- [TEXTO FUENTE]
..............................

Mis primeros contactos con lo cursi

A los 14 años, ignoraba yo el significado de muchas palabras y cosas cursi: entre otras, enamorarse y decepcionarse. Las había oído mucho, pero hasta ese día intuí, como en un método experimental, que enamorarse consistía en estar fijo a otro ser y otorgarle misteriosos poderes para influir sobre nosotros y hacernos sufrir o gozar, relevándonos del ejercicio de la propia voluntad. Por lo tanto, yo estaba enamorado.

..............................

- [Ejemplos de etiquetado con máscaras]
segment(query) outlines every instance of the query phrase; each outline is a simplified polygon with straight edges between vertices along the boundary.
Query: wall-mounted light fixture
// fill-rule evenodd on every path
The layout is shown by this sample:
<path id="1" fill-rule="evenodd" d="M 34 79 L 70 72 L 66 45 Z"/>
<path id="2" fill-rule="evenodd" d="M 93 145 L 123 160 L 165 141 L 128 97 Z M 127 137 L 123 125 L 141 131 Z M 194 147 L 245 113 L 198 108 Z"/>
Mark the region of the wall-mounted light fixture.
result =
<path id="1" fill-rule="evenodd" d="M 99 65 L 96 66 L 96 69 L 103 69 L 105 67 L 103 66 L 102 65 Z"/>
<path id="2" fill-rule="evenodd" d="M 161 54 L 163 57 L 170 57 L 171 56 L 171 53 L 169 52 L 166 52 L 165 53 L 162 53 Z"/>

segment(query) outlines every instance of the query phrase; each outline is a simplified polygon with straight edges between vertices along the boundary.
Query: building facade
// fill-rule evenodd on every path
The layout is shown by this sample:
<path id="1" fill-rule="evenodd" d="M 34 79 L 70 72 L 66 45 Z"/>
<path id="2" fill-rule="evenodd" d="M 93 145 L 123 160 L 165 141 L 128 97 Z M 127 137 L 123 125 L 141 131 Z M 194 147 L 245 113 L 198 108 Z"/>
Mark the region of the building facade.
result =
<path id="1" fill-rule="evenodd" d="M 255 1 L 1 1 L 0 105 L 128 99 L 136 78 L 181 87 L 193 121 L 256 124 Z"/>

..............................

- [TAREAS]
1. Indique cuántas líneas de los registros contienen la palabra "Mark". Responda únicamente con el número.
2. Prosiga el relato sobre los primeros contactos con lo cursi a partir de su última oración.
El texto y los registros no guardan relación alguna entre sí.

- [RESULTADOS ESPERADOS]
1. 2

2.
Teresita

María Teresa no había querido patinar conmigo. Con ese acto había metido el sufrimiento en mi cabeza. Me sentía decepcionado de ella y la creía una amiga poco leal. Entonces, pensé, iba yo a sufrir durante varias semanas sin poder reponerme. Absorto en mi pensamiento, no advertí que mis dedos, ya sin bizcocho, llegaban hasta el fondo de la taza de chocolate: «Yo soy —me dije— más cursi que el arroz con leche». Había leído la palabra cursi en un viejo ejemplar de Blanco y negro, semanario español de principios de siglo, que traía la crónica de una comedia de Jacinto Benavente —Lo cursi—, pero tenía una idea muy vaga de su significado.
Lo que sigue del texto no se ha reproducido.